::: Given records :::

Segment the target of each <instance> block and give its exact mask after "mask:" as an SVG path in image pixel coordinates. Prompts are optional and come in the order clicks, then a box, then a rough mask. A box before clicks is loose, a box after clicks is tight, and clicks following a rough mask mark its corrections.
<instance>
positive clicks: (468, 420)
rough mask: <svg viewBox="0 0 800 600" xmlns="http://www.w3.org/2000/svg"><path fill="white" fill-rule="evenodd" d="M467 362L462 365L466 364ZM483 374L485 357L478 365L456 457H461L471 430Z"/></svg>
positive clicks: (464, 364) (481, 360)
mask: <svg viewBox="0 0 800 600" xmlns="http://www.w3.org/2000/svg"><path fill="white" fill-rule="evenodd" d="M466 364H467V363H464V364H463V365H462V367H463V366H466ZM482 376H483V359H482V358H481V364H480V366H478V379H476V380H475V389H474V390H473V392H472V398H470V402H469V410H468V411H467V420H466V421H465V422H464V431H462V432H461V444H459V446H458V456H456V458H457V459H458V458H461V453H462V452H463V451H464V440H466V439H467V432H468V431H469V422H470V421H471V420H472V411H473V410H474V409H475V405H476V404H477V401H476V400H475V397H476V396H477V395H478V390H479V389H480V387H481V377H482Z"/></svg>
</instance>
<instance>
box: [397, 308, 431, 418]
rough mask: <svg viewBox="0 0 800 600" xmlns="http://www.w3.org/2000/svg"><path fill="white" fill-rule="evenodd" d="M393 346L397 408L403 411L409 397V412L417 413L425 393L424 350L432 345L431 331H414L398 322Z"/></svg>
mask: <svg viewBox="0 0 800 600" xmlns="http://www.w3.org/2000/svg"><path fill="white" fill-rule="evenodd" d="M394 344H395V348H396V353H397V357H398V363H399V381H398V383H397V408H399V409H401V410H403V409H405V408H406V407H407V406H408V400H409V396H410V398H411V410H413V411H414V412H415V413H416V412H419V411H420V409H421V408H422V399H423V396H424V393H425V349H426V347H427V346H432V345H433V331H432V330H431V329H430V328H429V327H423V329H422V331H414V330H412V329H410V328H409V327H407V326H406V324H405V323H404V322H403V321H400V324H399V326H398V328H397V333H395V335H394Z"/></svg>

:::

> **Activity**
Taking the line that contains "</instance>" as the starting point, copy every line through the end of the listing exactly, and write nothing further.

> **Response area**
</instance>
<instance>
box: [397, 308, 431, 418]
rough mask: <svg viewBox="0 0 800 600" xmlns="http://www.w3.org/2000/svg"><path fill="white" fill-rule="evenodd" d="M393 346L397 408L403 411L409 397V412L417 413L425 393L424 350L432 345L431 331H414L398 322Z"/></svg>
mask: <svg viewBox="0 0 800 600" xmlns="http://www.w3.org/2000/svg"><path fill="white" fill-rule="evenodd" d="M394 344H395V348H396V353H397V357H398V363H399V381H398V383H397V408H399V409H401V410H403V409H405V408H406V407H407V406H408V400H409V396H410V398H411V410H413V411H414V412H415V413H416V412H419V411H420V409H421V408H422V399H423V396H424V393H425V349H426V347H427V346H432V345H433V331H432V330H431V329H430V328H429V327H423V329H422V331H414V330H412V329H410V328H409V327H407V326H406V324H405V323H404V322H403V321H400V324H399V326H398V328H397V333H395V335H394Z"/></svg>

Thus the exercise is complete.